_Supplied text:_

BEGIN

In 11th grade after I’d gotten my chemistry results, the marks were pretty good but not stellar. I didn’t really expect praise from the teacher but what I didn’t expect was for her to rebuke me. I still remember what she said: "These aren’t bad marks, but you know you could’ve done better. You never fully apply yourself". In retrospect, I know how true that comment was and still is. I’ve always worked hard, but never in a disciplined or sustained manner and at the first sign of setback, I’m willing to rescale my goal. I’d rather set ‘achievable goals’ and accomplish them than be faced with failure. I’m very risk-averse and nothing scares me more than failure. Let me give you a few small examples. I failed my driving test when I tried for manual. So instead of retaking the manual test, I passed on automatic. When I used to apply for jobs, I would only apply to those where I matched the criteria a 100% and aimed for entry level jobs even though I knew I was capable of more. Asim would keep telling me to apply for more ambitious roles, but I was terrified of rejections. Every rejection I got really dented my self esteem. In relationships, it’s easy to say "oh my family is this way and we can’t be any different" than accepting that relationships need time and attention and sometimes things aren’t always pretty, but you have to keep at it. So over the years, I’ve learnt that things don’t always come easily in life. More importantly no matter how bad they get, they almost always get better. You sometimes just need to sleep on them and then try again.

Although the talk didn’t go a lot into solutions for Pakistan (there’s so much one can squeeze into a 20 minute talk and we’ve heard Imran Khan speak about his policies on many other forums), one of the things that rang true was when Imran said there is a lot of potential and talent in Pakistan but "the only problem in our way is apathy". He couldn’t have said it better.

So in the context of the last post I wrote, I haven’t given up. Yes, it’s true that things do seem pretty bleak in Pakistan at the moment. But I also know that change is possible, even if all we can accomplish is one little thing at a time. If nothing else, I want to be satisfied that I continue to work towards my dream. My friend Hafsa shared this parable with me. Even if you’re not religious, you will definitely appreciate the attitude.

‘When Nimrod built a pyre to burn Allah’s prophet Ibrahim, the hoopoe carried water in its beak and released it onto the flames from above. An onlooker, asked the hoopoe whether it thought the two drops of water would put out the mighty blaze. ‘I don’t know,’ replied the bird. ‘All I know is that when Allah makes a list of those who built this fire and those who tried to put it out, I want my name to be in the second column.’

Untold Stories of Pakistan

I came accross a TED video last week that really inspired me. Nigerian novelist Chimamanda Adichie, in her fascinating story of how she found her authentic cultural voice, conveyed many key messages. It’s a great reminder for most of us who believe that our story is “true”. Human beings are impressionable thus vulnerable to ideas and beliefs all around us. Sometimes we knowingly deny the existence of multiple stories or view points and would fight till the last breadth to prove our point of view. Our life is full of such single stories and being able to see what’s on the other side of the wall becomes impossible.

END

_Supplied information:_
BEGIN

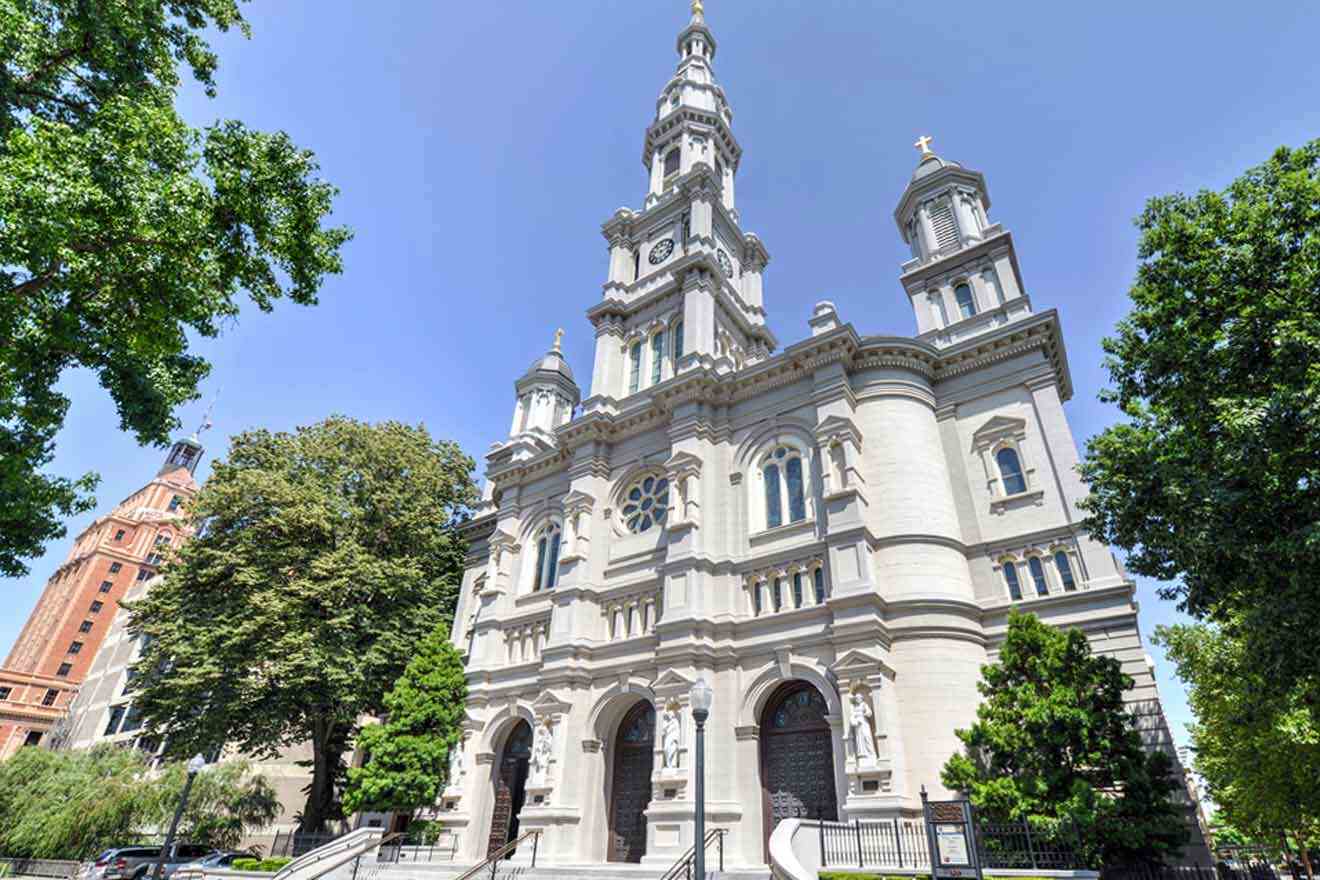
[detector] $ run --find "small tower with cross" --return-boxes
[894,135,1031,346]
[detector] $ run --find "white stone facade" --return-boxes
[440,9,1188,867]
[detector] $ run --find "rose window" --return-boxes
[623,476,669,534]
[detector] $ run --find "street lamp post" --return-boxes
[688,678,715,880]
[152,755,206,880]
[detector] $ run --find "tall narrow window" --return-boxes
[651,330,664,385]
[532,522,560,591]
[762,462,784,529]
[1027,557,1049,596]
[925,292,949,327]
[994,446,1027,495]
[1055,550,1077,592]
[628,342,642,394]
[981,269,1003,306]
[532,534,546,591]
[664,146,678,177]
[784,456,807,522]
[1003,561,1022,602]
[953,281,977,318]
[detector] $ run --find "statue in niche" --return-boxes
[660,706,682,770]
[528,723,553,785]
[847,690,875,767]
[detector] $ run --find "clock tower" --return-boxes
[583,0,777,413]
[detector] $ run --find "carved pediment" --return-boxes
[972,416,1027,447]
[830,650,895,682]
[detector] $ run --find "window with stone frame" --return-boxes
[532,522,562,592]
[999,559,1022,602]
[760,445,807,529]
[619,474,669,534]
[1027,557,1049,596]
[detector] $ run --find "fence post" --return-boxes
[1022,819,1036,871]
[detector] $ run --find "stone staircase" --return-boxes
[356,860,770,880]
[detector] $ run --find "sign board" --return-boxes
[921,788,982,880]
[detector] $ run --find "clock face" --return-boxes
[715,251,734,277]
[647,239,673,265]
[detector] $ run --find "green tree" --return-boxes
[940,611,1187,865]
[0,745,279,859]
[1081,140,1320,707]
[343,624,467,813]
[1155,624,1320,873]
[131,417,477,830]
[0,0,348,577]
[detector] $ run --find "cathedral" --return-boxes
[434,0,1188,868]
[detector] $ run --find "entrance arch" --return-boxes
[760,681,838,847]
[486,719,532,858]
[606,701,656,862]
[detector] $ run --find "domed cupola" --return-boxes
[894,137,990,263]
[894,137,1031,347]
[510,330,582,437]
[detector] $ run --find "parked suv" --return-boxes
[79,843,211,880]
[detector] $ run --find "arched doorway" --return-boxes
[760,681,838,847]
[606,701,656,862]
[486,720,532,858]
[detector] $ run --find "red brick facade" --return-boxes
[0,441,202,760]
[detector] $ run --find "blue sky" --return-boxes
[0,0,1320,754]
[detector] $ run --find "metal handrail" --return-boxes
[665,829,729,880]
[454,829,541,880]
[272,829,403,880]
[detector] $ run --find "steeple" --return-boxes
[894,135,1031,346]
[583,0,777,413]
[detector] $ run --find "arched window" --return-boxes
[664,146,678,177]
[620,476,669,534]
[532,522,560,591]
[1055,550,1077,592]
[1003,559,1022,602]
[925,290,949,327]
[628,342,642,394]
[1027,557,1049,596]
[760,446,807,529]
[981,269,1003,306]
[651,330,664,385]
[953,281,977,318]
[994,446,1027,495]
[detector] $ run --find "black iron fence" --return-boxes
[804,819,1087,880]
[817,819,931,868]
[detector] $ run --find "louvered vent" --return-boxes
[931,202,958,251]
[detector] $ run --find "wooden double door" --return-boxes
[606,701,656,862]
[760,681,838,847]
[486,720,532,858]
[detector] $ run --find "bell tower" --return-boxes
[894,136,1031,346]
[583,0,777,413]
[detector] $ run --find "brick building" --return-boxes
[0,435,202,760]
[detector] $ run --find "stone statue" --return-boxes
[660,707,681,770]
[847,690,875,767]
[449,740,463,786]
[528,724,553,786]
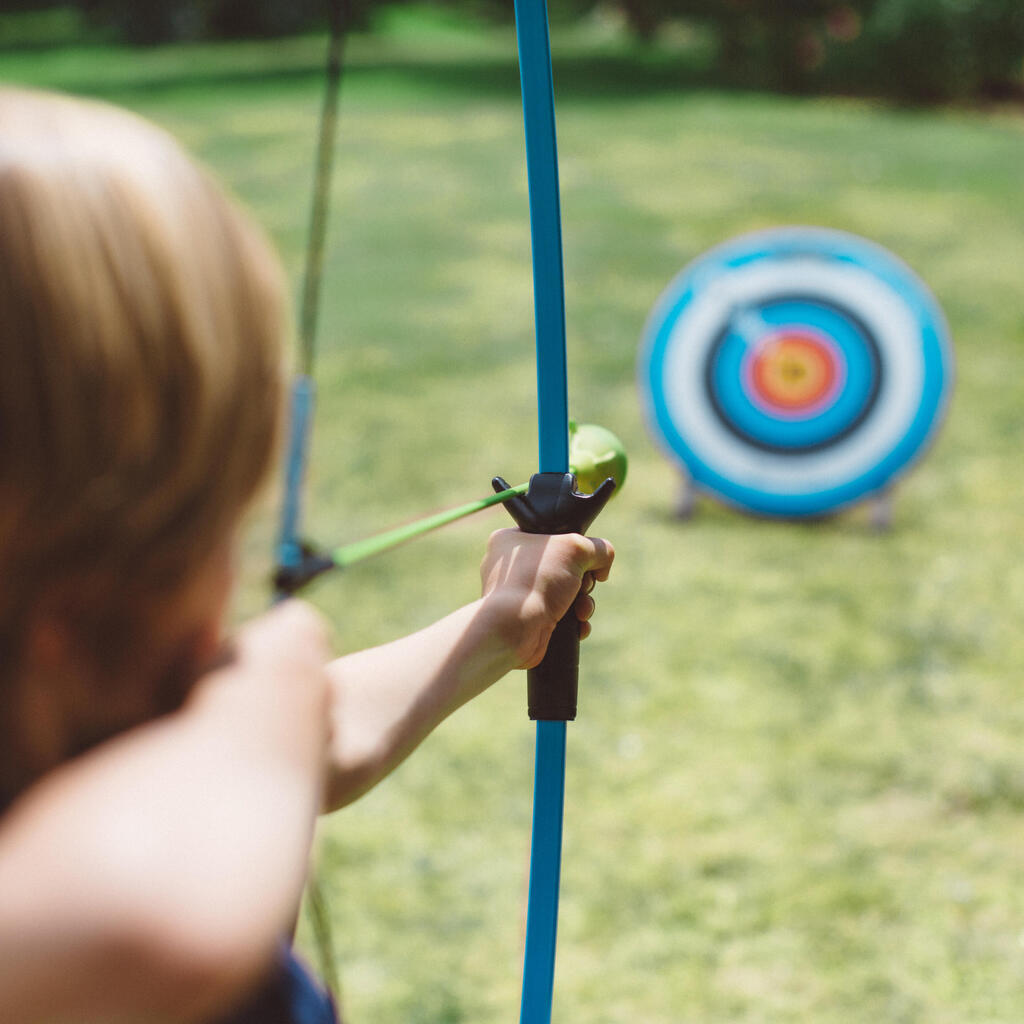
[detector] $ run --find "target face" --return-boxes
[639,227,952,517]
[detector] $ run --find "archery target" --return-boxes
[639,227,952,517]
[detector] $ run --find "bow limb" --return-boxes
[515,0,579,1024]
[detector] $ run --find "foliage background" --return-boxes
[6,7,1024,1024]
[6,0,1024,101]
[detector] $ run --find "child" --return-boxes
[0,89,613,1024]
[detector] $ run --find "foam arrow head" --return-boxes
[569,421,629,495]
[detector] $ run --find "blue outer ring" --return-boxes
[638,227,953,518]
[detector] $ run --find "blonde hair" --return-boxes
[0,89,286,742]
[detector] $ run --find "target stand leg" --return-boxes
[675,472,697,520]
[867,487,893,534]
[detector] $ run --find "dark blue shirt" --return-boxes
[217,945,339,1024]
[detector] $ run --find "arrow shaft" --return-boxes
[331,483,528,568]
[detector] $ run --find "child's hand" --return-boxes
[480,529,615,669]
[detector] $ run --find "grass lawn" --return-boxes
[8,9,1024,1024]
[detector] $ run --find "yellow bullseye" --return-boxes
[752,334,837,411]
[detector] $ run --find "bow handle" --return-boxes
[490,473,615,722]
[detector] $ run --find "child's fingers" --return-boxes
[578,537,615,583]
[572,593,597,623]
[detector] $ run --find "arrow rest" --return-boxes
[490,473,615,722]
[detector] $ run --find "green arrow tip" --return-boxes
[569,421,629,495]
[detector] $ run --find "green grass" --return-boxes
[6,13,1024,1024]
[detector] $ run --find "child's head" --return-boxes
[0,89,285,794]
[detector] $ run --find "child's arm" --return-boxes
[0,602,328,1024]
[326,529,614,809]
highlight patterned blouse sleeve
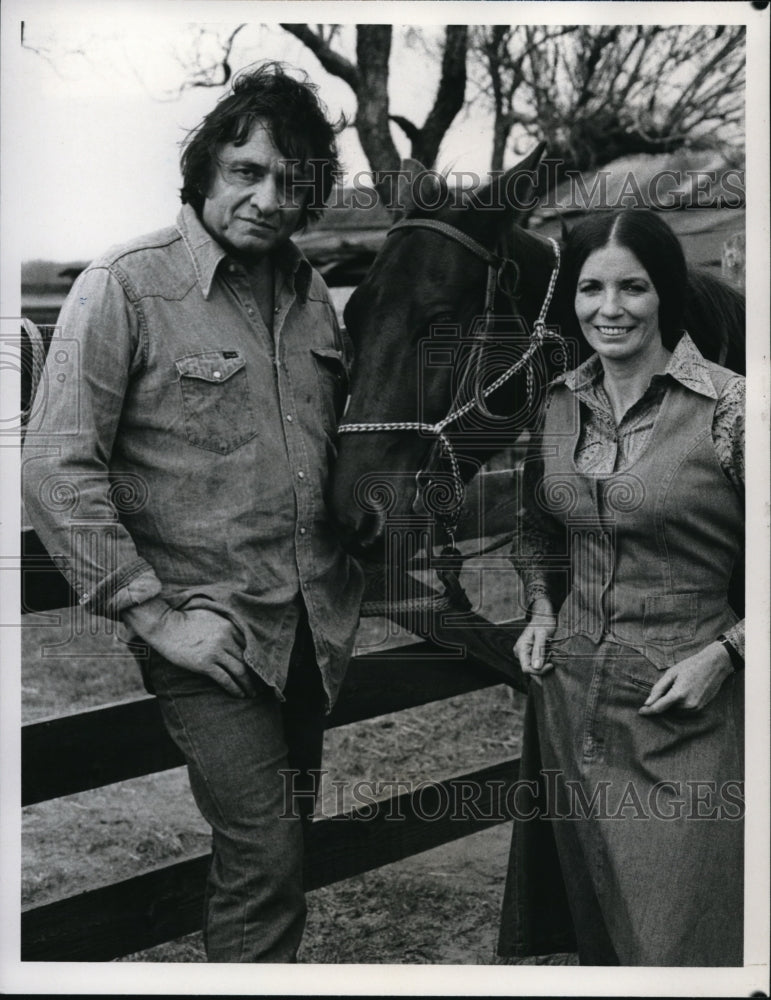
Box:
[712,375,745,657]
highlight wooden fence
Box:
[21,532,519,961]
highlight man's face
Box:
[201,121,302,260]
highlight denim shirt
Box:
[23,205,363,706]
[511,333,745,655]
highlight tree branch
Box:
[281,24,361,95]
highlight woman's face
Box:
[575,243,661,361]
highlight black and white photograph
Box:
[0,0,771,996]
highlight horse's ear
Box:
[389,159,447,218]
[477,142,546,224]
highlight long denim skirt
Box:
[499,636,744,966]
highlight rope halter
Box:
[338,219,568,547]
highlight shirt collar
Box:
[177,205,313,301]
[553,331,717,399]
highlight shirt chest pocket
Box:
[311,347,348,427]
[174,351,257,455]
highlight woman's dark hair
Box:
[180,62,345,229]
[563,208,688,350]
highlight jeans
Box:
[145,615,324,962]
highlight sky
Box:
[6,16,500,260]
[2,0,760,261]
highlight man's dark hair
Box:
[180,62,345,229]
[563,208,688,350]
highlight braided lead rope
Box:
[338,229,567,545]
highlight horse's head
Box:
[333,146,568,555]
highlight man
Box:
[24,64,362,962]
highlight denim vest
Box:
[541,364,744,670]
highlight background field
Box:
[22,560,580,964]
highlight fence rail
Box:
[21,538,521,961]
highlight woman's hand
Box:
[514,598,557,680]
[640,642,733,715]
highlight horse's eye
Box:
[428,311,458,329]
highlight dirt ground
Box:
[22,572,573,965]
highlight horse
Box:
[331,143,745,560]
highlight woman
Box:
[502,210,744,966]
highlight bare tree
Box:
[473,25,744,170]
[282,24,468,195]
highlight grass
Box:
[22,562,580,964]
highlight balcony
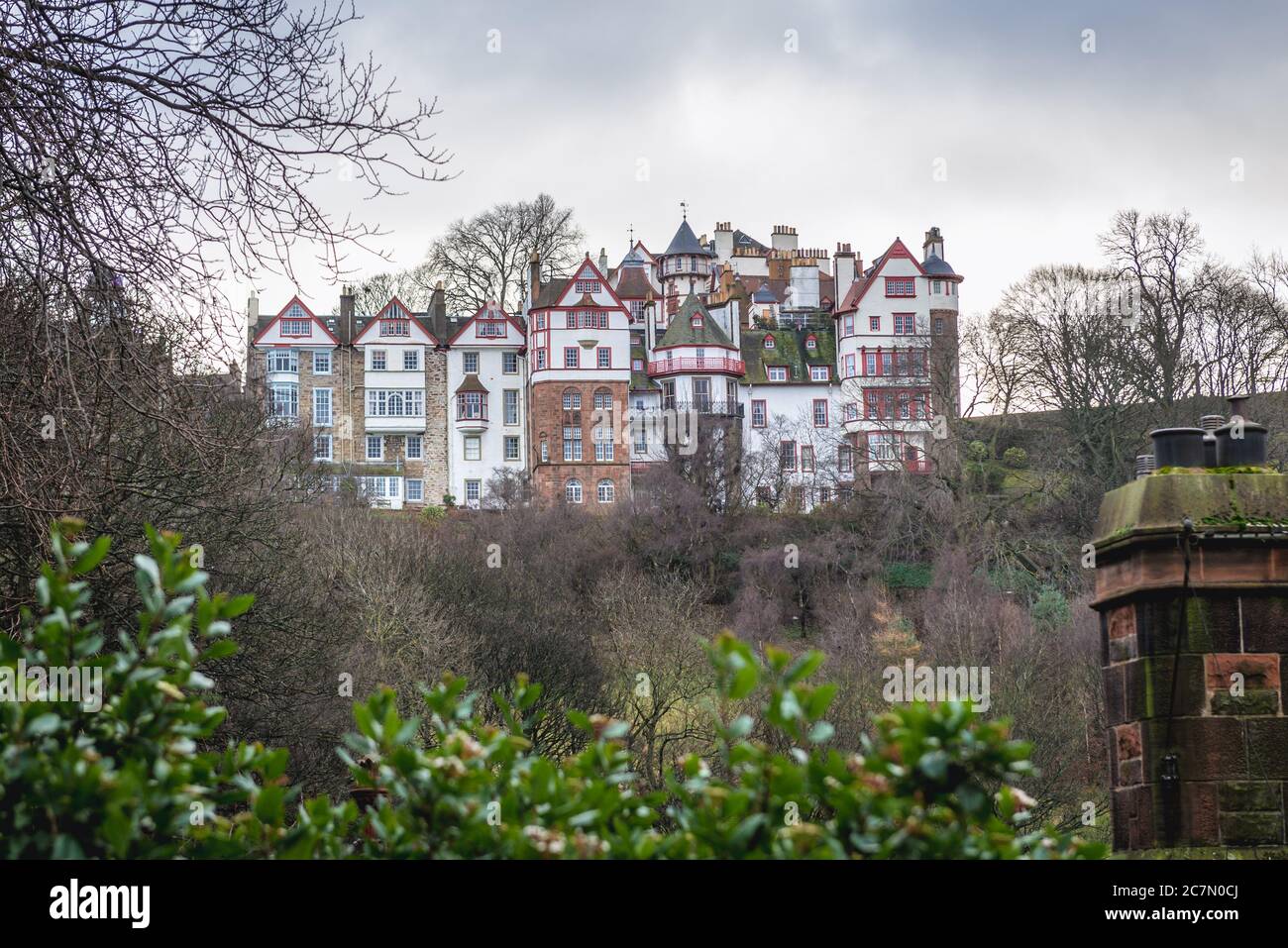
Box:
[456,407,488,432]
[364,415,425,434]
[662,398,743,419]
[648,356,747,376]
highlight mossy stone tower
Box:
[1094,417,1288,857]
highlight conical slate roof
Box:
[921,254,957,277]
[662,220,711,257]
[657,292,733,349]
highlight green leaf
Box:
[808,721,836,745]
[72,536,112,576]
[27,713,61,737]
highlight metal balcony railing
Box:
[662,398,743,419]
[648,356,747,374]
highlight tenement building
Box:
[246,219,962,509]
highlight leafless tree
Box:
[1100,209,1215,406]
[0,0,450,312]
[426,194,582,313]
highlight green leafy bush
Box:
[0,523,1102,859]
[885,561,935,588]
[1002,447,1029,468]
[1029,586,1072,632]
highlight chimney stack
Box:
[1092,399,1288,858]
[832,244,854,294]
[769,224,800,252]
[921,227,944,263]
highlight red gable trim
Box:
[250,296,340,345]
[353,296,442,345]
[447,306,527,347]
[836,237,926,316]
[532,257,631,317]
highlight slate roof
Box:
[836,275,868,313]
[737,270,836,304]
[921,254,957,277]
[613,266,657,299]
[452,372,486,394]
[654,292,733,349]
[662,220,711,257]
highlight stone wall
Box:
[528,380,631,509]
[1095,474,1288,857]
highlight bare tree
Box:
[1100,209,1214,406]
[0,0,450,316]
[996,266,1141,496]
[426,194,583,313]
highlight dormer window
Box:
[886,277,917,296]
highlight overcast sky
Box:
[242,0,1288,322]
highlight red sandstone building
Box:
[525,255,631,507]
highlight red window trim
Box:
[778,438,796,471]
[884,277,917,299]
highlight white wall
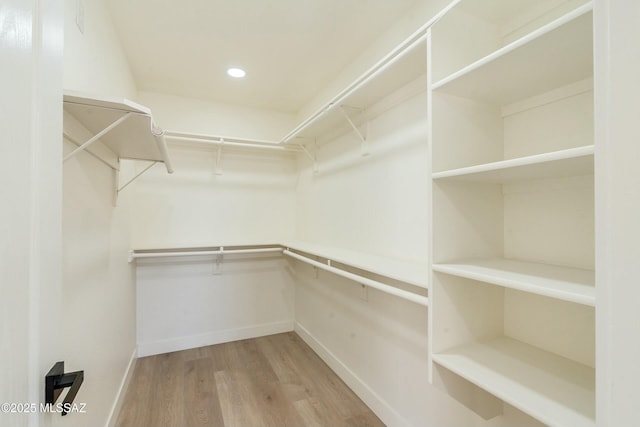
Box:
[594,0,640,426]
[64,0,137,99]
[296,0,450,130]
[291,83,539,427]
[60,0,136,426]
[131,93,297,356]
[0,0,63,427]
[138,92,294,142]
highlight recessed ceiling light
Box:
[227,68,247,79]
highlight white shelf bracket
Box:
[213,246,224,274]
[340,105,371,156]
[62,112,133,163]
[118,162,158,194]
[213,138,224,176]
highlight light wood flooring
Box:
[116,332,384,427]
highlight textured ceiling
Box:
[107,0,416,112]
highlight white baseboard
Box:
[295,322,410,427]
[138,320,293,357]
[106,348,137,427]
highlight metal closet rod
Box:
[282,249,429,307]
[165,135,301,152]
[129,246,282,262]
[280,0,461,144]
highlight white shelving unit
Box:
[432,258,596,306]
[428,0,597,427]
[282,241,429,289]
[129,241,429,306]
[434,338,595,427]
[432,145,594,184]
[64,92,173,173]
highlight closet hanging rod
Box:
[280,0,461,144]
[129,246,282,262]
[282,249,429,307]
[165,132,301,152]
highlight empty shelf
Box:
[433,337,595,427]
[282,242,428,289]
[433,4,593,105]
[64,92,172,172]
[432,145,594,184]
[433,258,596,306]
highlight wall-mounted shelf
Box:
[432,145,594,184]
[282,241,429,289]
[433,258,596,306]
[428,0,597,427]
[129,242,428,306]
[433,3,593,105]
[433,338,596,427]
[280,1,457,147]
[64,92,173,173]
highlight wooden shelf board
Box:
[64,92,164,162]
[282,242,428,289]
[432,145,594,184]
[433,3,593,105]
[433,337,595,427]
[433,258,596,306]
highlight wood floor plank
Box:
[116,332,384,427]
[183,357,224,427]
[215,370,267,427]
[116,357,153,427]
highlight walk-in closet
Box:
[0,0,640,427]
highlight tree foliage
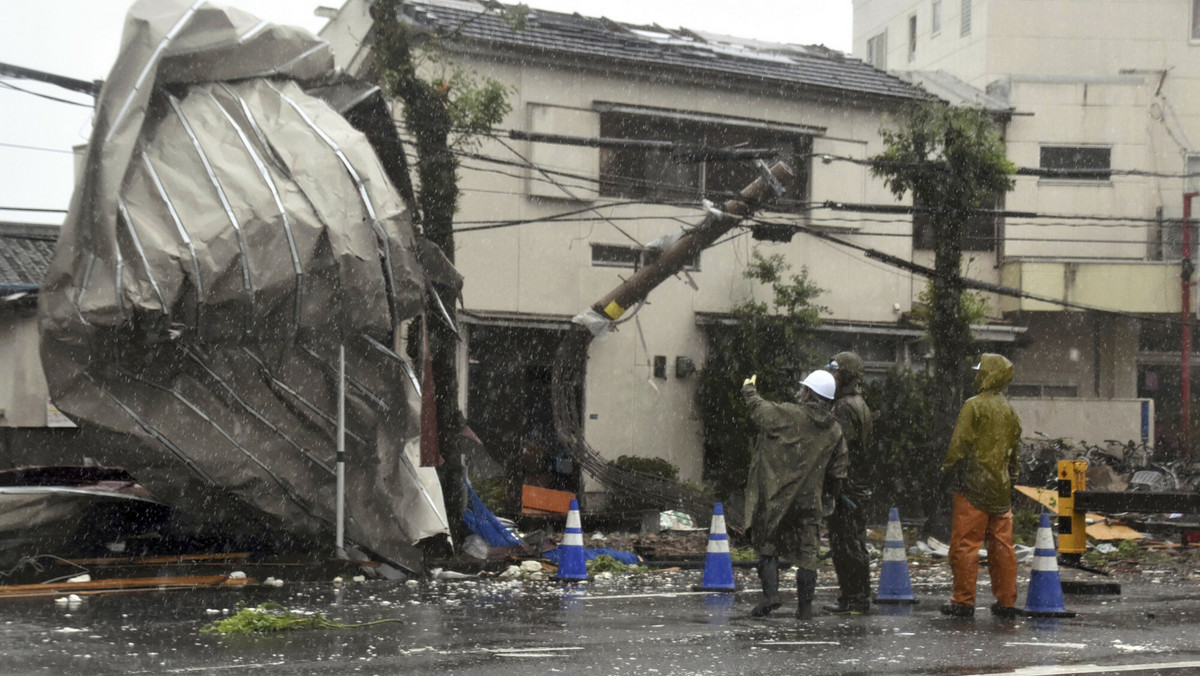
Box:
[371,0,513,543]
[696,249,828,498]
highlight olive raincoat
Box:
[742,385,847,567]
[833,352,875,502]
[942,353,1021,514]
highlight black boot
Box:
[750,556,784,617]
[821,598,871,615]
[796,568,817,620]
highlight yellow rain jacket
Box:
[942,353,1021,514]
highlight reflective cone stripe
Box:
[708,513,730,554]
[1025,512,1075,617]
[556,497,588,580]
[875,507,917,604]
[563,499,583,546]
[692,502,737,592]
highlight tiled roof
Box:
[0,223,59,287]
[402,0,929,98]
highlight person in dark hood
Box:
[824,352,875,615]
[942,353,1021,617]
[742,371,847,620]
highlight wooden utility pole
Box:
[592,162,792,319]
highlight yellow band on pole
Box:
[1058,460,1087,554]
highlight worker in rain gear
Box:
[742,371,847,620]
[824,352,874,615]
[942,353,1021,617]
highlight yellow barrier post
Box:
[1058,460,1087,558]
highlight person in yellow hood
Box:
[942,353,1021,617]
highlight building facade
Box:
[854,0,1200,447]
[322,0,1041,501]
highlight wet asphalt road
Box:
[7,570,1200,675]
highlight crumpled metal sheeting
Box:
[40,0,446,567]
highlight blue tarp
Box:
[541,548,642,566]
[462,483,521,546]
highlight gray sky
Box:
[0,0,852,223]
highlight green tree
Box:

END

_Your tasks:_
• A. Name every human being mentioned by name in the supplied text about Pakistan and personal growth.
• B. Write the next part of the supplied text about Pakistan and personal growth, starting after its final sentence.

_Outputs in order:_
• A. Asim, Imran Khan, Hafsa, Nimrod, Ibrahim, Chimamanda Adichie

• B.
One such scary single story these days is about my homeland Pakistan. Sadly majority outside Pakistan, and now even many within, believe in a story that only talks about Terrorism, Extremism, Taliban, corruption – a single story of catastrophe. The persistent narration of this single story from all types of media-storytellers reinforces the point that this is the only world view for Pakistan.

Wherever we go, different versions of the same single story is being discussed – What do you think is the authentic Pakistani story?

Does your story explore the ever expanding research in science and technology; advances in the agriculture and cotton industry; the story of Gwadar port; fast growing independent media; the amazing food industry; the energetic and enthusiastic youth of Pakistan; and the heroics of many forgotten heros like Edhi?

As Chimamanda said, all stories and experiences we go through make us who we are but to only insist on the negative stories is to flatten our experience. We need access to many stories of Pakistan and not rely on the single story echoing in different corners of media all around the world. We need responsible journalism – and I cannot stress more of it’s importance. There is always a positive side to what happens in Pakistan – and please do not hesitate to share that.

Resilient Pakistan is one of many such initiatives, a platform, to share the multiple stories of Pakistan. Please join in and together we can make a difference.

Chris Anderson writing about the Pakistan floods

I just came across blogs about the Pakistan floods by Chris Anderson, the person who founded the amazing TED talks and has over 1.1 million followers on Twitter. For two weeks (August 31 to September 14), he devoted his blog to stories about the floods that don’t get covered by mainstream media, what he referred to as “stories of insight and ingenuity, generosity and heroism”. He writes:

Pakistan has the world’s sixth highest population (170m) and more than a quarter of the country has been deluged. Its people are resourceful and compassionate. There’s an incredible effort on the ground, often led by Pakistanis, that we need to know more about.  If these stories are told, it will chip a hole in the monotone narrative so much of America and the west has adopted of “Pakistan = danger”.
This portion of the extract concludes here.